Referring expression data
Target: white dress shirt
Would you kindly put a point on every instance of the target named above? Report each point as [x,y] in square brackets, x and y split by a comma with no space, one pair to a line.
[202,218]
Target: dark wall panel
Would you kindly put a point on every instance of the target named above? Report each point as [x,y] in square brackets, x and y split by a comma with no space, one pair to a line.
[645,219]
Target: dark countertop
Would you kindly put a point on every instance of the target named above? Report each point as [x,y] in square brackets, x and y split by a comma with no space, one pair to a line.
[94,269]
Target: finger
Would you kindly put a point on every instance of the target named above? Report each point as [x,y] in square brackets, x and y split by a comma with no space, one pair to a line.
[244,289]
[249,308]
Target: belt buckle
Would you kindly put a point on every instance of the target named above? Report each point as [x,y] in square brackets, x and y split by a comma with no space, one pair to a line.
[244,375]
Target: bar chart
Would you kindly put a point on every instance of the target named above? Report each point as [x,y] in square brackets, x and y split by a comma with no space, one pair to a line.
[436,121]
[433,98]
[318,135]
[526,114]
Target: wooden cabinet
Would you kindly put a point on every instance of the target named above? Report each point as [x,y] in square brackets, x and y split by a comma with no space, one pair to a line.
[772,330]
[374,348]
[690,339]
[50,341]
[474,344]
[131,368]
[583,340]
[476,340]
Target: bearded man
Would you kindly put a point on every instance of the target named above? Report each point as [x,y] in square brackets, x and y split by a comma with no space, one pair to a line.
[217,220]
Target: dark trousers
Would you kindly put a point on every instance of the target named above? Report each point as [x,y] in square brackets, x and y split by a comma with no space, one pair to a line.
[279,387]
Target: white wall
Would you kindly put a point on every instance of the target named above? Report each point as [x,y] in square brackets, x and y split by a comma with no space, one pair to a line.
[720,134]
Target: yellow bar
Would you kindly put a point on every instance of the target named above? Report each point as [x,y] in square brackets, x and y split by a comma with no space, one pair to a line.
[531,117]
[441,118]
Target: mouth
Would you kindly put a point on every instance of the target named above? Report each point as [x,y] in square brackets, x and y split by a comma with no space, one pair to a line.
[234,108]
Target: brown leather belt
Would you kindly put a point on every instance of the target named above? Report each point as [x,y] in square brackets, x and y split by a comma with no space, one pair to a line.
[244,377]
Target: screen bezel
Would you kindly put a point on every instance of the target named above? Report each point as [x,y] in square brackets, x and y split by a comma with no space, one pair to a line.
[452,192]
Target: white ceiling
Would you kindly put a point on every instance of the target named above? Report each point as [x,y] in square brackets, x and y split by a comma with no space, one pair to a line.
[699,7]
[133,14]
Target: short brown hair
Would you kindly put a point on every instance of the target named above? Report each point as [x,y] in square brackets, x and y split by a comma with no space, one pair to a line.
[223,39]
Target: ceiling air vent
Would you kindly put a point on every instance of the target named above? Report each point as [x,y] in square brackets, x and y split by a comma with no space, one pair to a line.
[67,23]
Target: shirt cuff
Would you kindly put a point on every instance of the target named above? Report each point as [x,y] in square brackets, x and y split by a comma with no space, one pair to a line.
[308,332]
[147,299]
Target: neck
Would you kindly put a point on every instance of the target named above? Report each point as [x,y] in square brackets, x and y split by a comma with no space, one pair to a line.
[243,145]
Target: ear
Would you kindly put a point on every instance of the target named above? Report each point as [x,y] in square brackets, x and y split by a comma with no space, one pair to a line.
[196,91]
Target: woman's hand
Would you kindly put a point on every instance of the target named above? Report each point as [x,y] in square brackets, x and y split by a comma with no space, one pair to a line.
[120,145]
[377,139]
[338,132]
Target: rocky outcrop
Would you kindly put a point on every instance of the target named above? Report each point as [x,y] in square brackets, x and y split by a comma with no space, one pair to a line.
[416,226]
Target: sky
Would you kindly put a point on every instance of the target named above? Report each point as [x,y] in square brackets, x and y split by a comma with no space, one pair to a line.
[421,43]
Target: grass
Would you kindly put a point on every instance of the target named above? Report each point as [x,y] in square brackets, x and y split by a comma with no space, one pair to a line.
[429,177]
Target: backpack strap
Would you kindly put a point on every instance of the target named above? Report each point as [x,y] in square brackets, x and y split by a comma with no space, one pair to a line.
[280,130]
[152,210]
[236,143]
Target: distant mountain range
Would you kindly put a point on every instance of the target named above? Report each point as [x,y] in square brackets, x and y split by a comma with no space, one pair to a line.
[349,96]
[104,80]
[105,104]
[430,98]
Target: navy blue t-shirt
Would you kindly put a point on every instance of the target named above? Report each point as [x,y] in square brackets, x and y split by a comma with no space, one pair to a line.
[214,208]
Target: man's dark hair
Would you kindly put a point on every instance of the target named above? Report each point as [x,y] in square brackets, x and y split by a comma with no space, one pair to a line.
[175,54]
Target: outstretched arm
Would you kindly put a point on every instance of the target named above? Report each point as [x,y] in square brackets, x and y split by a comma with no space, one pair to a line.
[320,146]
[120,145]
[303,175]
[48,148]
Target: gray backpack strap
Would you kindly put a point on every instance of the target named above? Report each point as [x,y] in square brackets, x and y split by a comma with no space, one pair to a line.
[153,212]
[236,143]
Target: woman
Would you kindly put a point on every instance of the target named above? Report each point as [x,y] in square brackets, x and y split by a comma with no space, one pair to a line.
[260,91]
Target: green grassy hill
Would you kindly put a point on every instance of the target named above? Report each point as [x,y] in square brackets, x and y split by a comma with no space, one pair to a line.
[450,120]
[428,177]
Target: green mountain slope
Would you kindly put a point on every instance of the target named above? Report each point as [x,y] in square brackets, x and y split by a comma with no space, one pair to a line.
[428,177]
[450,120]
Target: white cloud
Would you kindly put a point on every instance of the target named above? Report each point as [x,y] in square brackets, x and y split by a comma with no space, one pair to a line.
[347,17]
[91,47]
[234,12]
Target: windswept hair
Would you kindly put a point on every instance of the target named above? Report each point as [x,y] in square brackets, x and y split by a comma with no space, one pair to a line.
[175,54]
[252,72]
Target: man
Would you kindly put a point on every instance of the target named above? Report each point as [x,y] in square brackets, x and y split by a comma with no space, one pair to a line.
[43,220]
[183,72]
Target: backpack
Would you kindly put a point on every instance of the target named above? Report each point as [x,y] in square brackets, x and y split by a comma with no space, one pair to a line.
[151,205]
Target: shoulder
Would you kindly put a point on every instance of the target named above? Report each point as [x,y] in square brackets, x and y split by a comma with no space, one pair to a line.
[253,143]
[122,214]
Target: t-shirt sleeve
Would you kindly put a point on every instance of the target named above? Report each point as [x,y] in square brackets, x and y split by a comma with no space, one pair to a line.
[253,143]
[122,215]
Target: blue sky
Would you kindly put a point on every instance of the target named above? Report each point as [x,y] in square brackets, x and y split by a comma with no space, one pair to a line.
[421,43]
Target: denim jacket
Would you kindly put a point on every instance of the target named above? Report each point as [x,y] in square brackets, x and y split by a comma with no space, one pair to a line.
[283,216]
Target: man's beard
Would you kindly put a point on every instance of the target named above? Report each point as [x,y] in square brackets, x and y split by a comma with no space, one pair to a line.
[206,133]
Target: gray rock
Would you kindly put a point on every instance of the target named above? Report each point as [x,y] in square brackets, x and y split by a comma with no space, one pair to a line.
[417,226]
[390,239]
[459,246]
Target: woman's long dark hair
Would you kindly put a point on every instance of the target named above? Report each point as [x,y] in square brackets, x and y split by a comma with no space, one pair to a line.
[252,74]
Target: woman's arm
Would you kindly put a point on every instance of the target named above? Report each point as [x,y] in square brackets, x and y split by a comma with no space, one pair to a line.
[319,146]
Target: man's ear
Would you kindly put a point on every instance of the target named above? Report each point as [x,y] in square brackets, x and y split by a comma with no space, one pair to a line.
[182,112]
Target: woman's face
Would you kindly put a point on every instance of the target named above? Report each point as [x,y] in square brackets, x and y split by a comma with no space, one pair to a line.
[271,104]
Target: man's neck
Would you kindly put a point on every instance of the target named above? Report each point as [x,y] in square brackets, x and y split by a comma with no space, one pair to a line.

> [Required action]
A single number is the whole answer: the tally of lines in the entries that hold "blue".

> [Exercise result]
2